### INPUT DATA
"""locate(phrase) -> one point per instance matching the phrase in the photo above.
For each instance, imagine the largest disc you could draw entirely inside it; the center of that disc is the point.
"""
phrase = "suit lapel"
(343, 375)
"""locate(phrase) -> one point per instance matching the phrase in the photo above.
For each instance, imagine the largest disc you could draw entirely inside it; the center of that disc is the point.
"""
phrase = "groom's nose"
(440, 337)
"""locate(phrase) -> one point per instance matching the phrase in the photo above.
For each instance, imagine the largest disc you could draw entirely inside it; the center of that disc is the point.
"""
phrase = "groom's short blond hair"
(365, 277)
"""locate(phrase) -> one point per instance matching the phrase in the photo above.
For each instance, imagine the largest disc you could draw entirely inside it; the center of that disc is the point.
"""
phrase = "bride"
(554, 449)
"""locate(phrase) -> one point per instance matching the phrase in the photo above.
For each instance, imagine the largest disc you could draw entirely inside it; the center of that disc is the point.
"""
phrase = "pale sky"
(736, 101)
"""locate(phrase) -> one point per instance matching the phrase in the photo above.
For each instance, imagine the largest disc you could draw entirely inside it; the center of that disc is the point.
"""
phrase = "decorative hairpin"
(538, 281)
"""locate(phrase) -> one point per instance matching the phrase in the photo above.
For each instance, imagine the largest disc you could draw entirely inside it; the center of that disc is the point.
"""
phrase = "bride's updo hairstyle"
######
[AIM OF THE TASK] The data is to be reproduced in full, every line intact.

[EXERCISE RESULT]
"""locate(phrase) -> one point per instance matching the phrase in the photo above.
For each instance, imagine the largest disc you could draw entirely inside it; the center of that disc is the point.
"""
phrase = "suit lapel"
(343, 375)
"""locate(phrase) -> one point per instance matching the phrase in the photo above.
For each instance, imagine the largest disc you could draw entirely inside it; the center of that disc is the point.
"""
phrase = "groom's nose"
(440, 337)
"""locate(phrase) -> one point per instance matching the phrase in the photo above.
For each instance, imagine the largest disc you could draw entirely inside it; the center of that disc is the point.
"""
phrase = "groom's short blond hair"
(365, 277)
"""locate(phrase) -> one point per instance matching the phrase in the photo above.
For each instance, imagine the largest disc you could draw entirely inside it; the center of that disc is the point.
"""
phrase = "bride"
(554, 449)
"""locate(phrase) -> one point per instance matching the phrase in the photo above.
For each instance, imagine the largest disc you could draw entirely inside it; the center of that disc is the point.
"""
phrase = "pale sky"
(736, 101)
"""locate(phrase) -> one point per instance matching the phrase in the photo above.
For each instance, imagine the largest disc you could draw entirely inside it; the center of that disc is the point.
"""
phrase = "decorative hairpin"
(538, 281)
"""locate(phrase) -> one point per instance matching the phrase in the photo above.
For each instance, imagine the largest disc you could draw entirely inside it; the center of that disc is the point.
"""
phrase = "bride's updo hairstyle"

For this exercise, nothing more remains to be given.